**Task prompt**
The lines to retype are the one with "the man's smile" and all that follow it to the end of the entries below; copy them exactly and nothing else.

****************

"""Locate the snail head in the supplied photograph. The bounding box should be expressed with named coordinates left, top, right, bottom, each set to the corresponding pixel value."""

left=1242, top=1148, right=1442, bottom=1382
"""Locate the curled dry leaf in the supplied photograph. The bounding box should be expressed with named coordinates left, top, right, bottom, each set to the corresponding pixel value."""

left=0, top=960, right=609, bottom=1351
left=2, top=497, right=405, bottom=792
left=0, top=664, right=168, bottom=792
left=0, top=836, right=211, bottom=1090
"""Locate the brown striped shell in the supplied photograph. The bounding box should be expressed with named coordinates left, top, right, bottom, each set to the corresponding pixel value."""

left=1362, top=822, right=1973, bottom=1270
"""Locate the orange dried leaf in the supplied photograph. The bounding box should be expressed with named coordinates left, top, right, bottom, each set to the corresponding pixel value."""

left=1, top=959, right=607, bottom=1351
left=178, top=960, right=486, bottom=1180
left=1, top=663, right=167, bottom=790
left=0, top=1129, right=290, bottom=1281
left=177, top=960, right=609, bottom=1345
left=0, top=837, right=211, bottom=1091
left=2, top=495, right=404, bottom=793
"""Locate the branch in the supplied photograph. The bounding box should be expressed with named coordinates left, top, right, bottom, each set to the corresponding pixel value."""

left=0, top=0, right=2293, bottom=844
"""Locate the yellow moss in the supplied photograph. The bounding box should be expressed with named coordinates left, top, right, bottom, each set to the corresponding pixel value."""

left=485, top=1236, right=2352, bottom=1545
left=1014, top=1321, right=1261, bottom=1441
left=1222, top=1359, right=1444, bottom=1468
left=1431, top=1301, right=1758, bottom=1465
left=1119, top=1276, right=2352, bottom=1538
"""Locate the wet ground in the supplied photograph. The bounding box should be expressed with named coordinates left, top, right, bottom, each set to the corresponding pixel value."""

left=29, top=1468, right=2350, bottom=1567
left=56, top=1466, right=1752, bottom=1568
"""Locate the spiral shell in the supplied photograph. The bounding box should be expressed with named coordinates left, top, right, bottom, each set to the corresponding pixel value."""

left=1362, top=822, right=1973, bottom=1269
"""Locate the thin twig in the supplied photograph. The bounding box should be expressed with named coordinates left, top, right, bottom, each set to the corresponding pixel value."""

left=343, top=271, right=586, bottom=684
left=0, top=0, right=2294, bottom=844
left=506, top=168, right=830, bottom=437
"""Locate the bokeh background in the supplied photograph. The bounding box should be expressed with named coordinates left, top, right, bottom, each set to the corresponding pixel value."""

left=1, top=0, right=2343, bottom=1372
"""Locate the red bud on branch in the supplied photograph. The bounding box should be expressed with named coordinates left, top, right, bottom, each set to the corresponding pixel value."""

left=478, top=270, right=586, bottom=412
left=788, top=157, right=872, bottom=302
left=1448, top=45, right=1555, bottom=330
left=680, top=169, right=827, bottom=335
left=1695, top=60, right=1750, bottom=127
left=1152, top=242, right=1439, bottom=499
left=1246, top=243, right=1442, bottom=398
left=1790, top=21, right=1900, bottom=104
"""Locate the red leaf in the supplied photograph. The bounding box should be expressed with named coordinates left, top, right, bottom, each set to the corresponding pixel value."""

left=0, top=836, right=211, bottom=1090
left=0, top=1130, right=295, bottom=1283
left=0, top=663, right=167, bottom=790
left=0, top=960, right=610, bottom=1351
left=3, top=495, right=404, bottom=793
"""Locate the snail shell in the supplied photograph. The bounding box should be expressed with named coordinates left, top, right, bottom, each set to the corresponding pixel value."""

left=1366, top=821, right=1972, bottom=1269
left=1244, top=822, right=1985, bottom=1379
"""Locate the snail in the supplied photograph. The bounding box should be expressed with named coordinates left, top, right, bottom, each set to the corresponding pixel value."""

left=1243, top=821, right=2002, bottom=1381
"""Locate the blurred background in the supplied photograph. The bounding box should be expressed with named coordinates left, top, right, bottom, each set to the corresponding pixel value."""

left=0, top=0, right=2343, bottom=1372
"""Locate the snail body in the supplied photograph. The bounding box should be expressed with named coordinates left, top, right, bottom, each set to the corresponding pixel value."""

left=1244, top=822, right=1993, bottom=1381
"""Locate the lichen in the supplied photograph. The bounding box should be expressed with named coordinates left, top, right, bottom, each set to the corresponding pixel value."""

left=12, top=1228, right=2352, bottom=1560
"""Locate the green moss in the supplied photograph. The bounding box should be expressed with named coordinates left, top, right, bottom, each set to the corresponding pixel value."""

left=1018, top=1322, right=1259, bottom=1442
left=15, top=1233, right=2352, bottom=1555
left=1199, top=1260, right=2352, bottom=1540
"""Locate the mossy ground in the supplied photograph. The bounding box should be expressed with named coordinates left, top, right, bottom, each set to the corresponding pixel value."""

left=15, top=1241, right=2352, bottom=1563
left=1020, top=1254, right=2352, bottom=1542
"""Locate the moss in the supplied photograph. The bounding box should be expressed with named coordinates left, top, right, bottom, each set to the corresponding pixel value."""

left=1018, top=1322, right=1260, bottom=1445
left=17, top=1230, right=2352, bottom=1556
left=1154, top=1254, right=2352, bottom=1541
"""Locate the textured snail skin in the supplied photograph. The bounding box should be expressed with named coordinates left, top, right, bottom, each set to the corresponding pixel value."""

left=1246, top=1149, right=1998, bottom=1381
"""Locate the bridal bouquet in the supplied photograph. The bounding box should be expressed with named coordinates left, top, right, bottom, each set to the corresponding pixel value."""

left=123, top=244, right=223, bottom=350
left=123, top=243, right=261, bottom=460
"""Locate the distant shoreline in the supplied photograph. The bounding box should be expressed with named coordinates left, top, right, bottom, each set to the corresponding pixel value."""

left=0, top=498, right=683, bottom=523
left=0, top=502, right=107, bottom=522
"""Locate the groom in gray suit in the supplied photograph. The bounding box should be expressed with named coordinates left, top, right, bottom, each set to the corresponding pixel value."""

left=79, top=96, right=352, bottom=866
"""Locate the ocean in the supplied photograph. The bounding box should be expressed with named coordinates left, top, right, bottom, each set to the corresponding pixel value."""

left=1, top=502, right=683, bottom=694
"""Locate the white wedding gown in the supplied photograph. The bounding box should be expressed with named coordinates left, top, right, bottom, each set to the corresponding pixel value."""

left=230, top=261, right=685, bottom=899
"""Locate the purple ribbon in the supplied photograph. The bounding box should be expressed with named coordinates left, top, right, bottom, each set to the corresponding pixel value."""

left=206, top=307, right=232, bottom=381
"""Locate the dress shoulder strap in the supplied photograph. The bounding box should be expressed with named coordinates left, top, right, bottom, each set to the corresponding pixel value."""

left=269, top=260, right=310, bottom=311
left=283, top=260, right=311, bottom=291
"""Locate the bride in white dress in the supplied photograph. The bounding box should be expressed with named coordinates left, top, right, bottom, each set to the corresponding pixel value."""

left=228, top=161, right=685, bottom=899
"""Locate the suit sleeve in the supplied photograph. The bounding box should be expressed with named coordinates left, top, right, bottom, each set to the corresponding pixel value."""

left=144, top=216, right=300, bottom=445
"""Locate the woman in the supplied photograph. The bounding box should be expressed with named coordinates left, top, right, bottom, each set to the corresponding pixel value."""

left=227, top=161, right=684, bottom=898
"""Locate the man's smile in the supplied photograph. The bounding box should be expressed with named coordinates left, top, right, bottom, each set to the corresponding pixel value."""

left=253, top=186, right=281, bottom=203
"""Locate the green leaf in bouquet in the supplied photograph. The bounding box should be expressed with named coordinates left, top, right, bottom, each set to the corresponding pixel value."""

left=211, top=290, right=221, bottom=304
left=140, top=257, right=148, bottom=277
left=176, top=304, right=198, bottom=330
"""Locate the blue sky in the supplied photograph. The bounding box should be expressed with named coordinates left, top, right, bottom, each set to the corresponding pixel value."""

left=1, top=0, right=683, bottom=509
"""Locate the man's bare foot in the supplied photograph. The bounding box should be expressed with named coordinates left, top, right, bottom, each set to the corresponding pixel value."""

****************

**Task result**
"""Locate the man's smile in the supplied photograph. The bounding box should be expressed with named coordinates left, top, right, bottom, each set to the corresponding pixel value."""

left=253, top=186, right=281, bottom=203
"""Locate the green leaf in bouquet in the supplied photograph. The bounding box should be expressed with named coordinates left, top, right, bottom, each set to the corresponding pixel value."""

left=211, top=290, right=221, bottom=304
left=140, top=257, right=148, bottom=277
left=176, top=304, right=198, bottom=330
"""Locate the blue sky in the supplied photograph. The bounding box should be expressed with named coordinates left, top, right, bottom, each set to the corresponding pixel value."""

left=1, top=0, right=683, bottom=509
"""Locate the man's bare foot in the supplied photograph. The bounding box should be expressed with named coordinates left, top, right, bottom, each set to the corresponding pixel value."""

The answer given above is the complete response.